> _WHAT THE TASK REQUIRES_: List every country that the comments on God and science mention by name.

(TEXT FOR ANALYSIS)

Post-Christian religion is founded on God as the creator of the earth and all its divergences. God knows and sees all. Are the blogs, social websites and the Internet not a debased form of knowledge? Is seeing the flood victims of Pakistan and the miners in their cave in Chile not a record of the frailty of our existence?
Science and religion are two forms of the same coin. I do not understand nor can I explain its mysteries. This I do know. It is God’s way to teach us that politicians and law makers are purveyors of false hopes.
If there was no God and science, we still would be worshipping the pre-Christian way and that would be a great loss to the world.
I see some very narrow defining of God and Science on this post. The Christen God has not been worshipped by most mankind, or understood as a christen see their God. Even Mormons are split between one God, three Gods, or many Gods.
Yes, there are scientist Who believe in God. But I do not see Science as ever having a christian God in it.
We are glad that you do not believe scientists ought to put God in the dock, or under the microscope, Bob. It bespeaks a becoming humility.
#17:(I did change my spelling of christian, but it didn’t take on all of them).
I believe China has good science and an idea of a God(s). I am not sure they feel the same need to put them together(?)
I think in the “Western World”, there is a mix. In some areas_ a closer tie between the two, in others areas, not.
Science still lacks conscious plans, while Western religion demands them.
A beautiful statement that is entirely vacuous. Unless you really meant to convey that you hope your interpretation is irrational and delusional.
I have a friend at work who is not religious and is very intelligent. I call him Mr. Peabody. Him and I discuss a lot of things and he said that it’s really silly for people to try to use science to prove there is or isn’t a God. I agree with him. Science does not try to explain the spiritual because it deals with the physical realm and religion with the spiritual.

(End TEXT FOR ANALYSIS)
(SUPPLIED INFORMATION)

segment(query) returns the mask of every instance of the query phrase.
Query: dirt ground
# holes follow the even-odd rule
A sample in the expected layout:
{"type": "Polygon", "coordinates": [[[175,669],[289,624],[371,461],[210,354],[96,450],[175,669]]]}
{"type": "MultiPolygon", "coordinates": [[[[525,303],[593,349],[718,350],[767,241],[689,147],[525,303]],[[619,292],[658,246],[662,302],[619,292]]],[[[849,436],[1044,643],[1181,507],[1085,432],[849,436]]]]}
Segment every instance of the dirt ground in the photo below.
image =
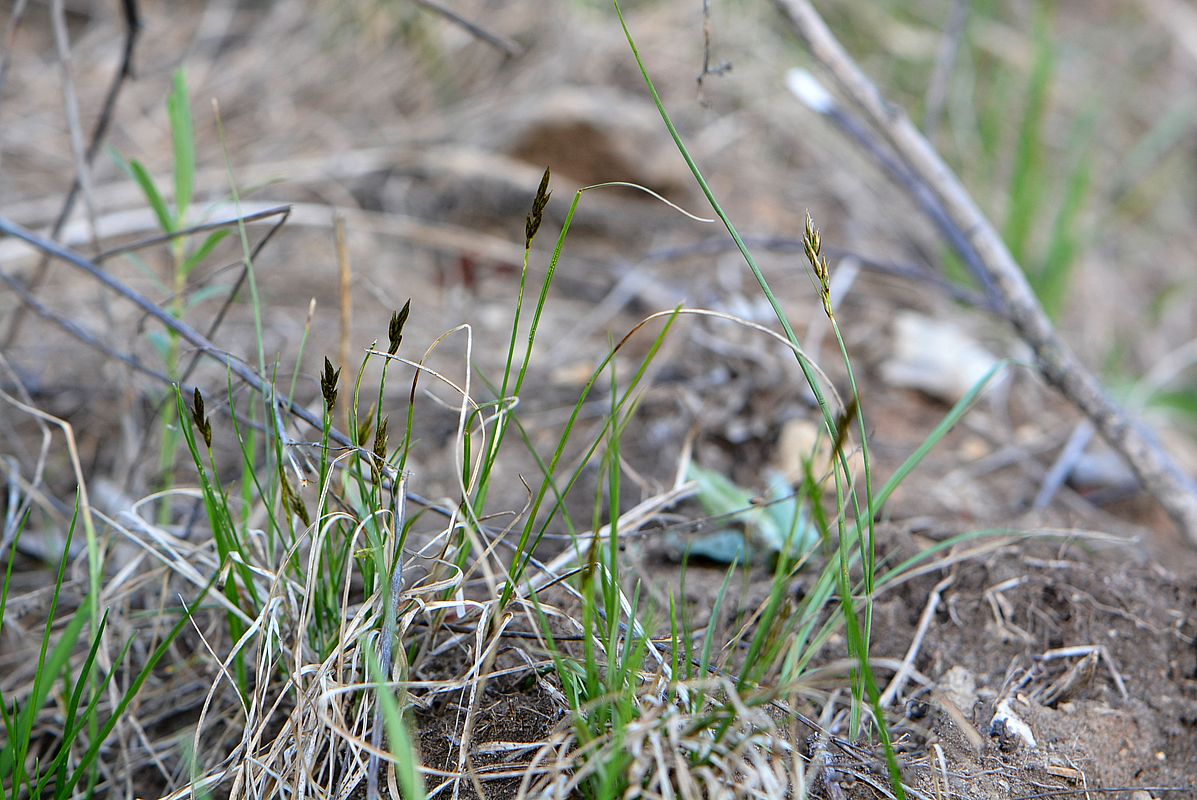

(End SUPPLIED INFORMATION)

> _RESPONSE_: Pakistan, Chile, China